# Texto de leitura:
══════════════════════════════
Dos estudos realizados pelo SFM, na sua maior parte da minha inteira responsabilidade, resultou o Relatório com 305 páginas dactilografadas, que apresentei em 1957, sob o título
Jazigos ferro-manganíferos de Cercal – Odemira,
preparado para publicação, como era habitual acontecer na série “Relatórios do Serviço de Fomento Mineiro”.
Dele constam os seguintes capítulos
A – Introdução - Páginas 1 e 2
B - Região Mineira de Cercal – Odemira ( Situação e vias de acesso; História; Topografia; Geologia; Generalidades sobre os jazigos; O minério) - Páginas 3 a 30
C – Os jazigos. As Minas - Páginas 31 a 247
D – Despesas - Paginas 248 a 250
E - Considerações sobre o problema do ferro do Sul do País. - Páginas 251 a 254
F – Resumo e Conclusões - Páginas 255 a 265
G – Summary and conclusions - Páginas 266 a 273
H – Obras consultadas - Páginas 274 a 289
I - Apêndice. Relação de amostras da zona mineira de Cercal - Odemira enviadas para análise microscópica ou paleontológica - Páginas 290 a 305
Do relatório, além do texto, constam 86 peças desenhadas e 45 fotografias.
══════════════════════════════
# Enunciado:
Prossiga o texto sobre o relatório dos jazigos ferro-manganíferos de Cercal – Odemira a partir da última frase apresentada. Os itens seguintes não têm relação com o texto.

# Itens de dados:
══════════════════════════════
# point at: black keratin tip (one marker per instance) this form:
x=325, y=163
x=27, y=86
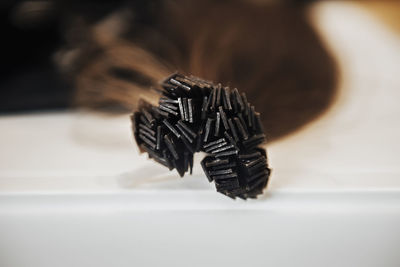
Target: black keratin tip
x=196, y=115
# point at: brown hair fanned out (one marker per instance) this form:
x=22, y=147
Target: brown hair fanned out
x=268, y=51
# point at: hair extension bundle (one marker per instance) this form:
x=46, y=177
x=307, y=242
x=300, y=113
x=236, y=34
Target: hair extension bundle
══════════════════════════════
# Resposta:
Todos os trabalhos efectuados estão pormenorizadamente descritos, com apoio das peças desenhadas.
As despesas com eles efectuadas estão também mencionadas, com todo o detalhe, em “mapas de avanços e despesas” durante o período em que decorreram sob minha direcção.
A elaboração destes mapas tornara-se essencial para saber o custo exacto dos trabalhos e poder fazer orçamentos, com a certeza de serem cumpridos, como, de facto aconteceu.
Saliento a minha importante contribuição para o conhecimento da geologia da Região.
Logo na minha primeira visita à Mina da Serra Comprida em princípios de 1948, após prévia consulta à documentação disponível, me apercebi da flagrante semelhança das rochas que ali ocorriam com as da Faixa Piritosa, bem minhas conhecidas.
Não dei, então, muita importância a esta observação, pois tinha presente o que constava em relatórios da Brigada do Sul, onde acabava de ingressar, nos quais estavam assinalados apenas xistos cinzentos e xistos castanhos.
Conhecia-se, é certo, um estudo do Geólogo alemão Heinrich Quiring que assinalava a existência de rochas ígneas, mas tal estudo, com alguma razão, tinha sido fortemente criticado pelo prestigiado Professor de Geologia Carríngton da Costa e a informação que me chegava era de ridicularização do Geólogo alemão, que tirara conclusões apressadas de observações feitas em reduzido tempo.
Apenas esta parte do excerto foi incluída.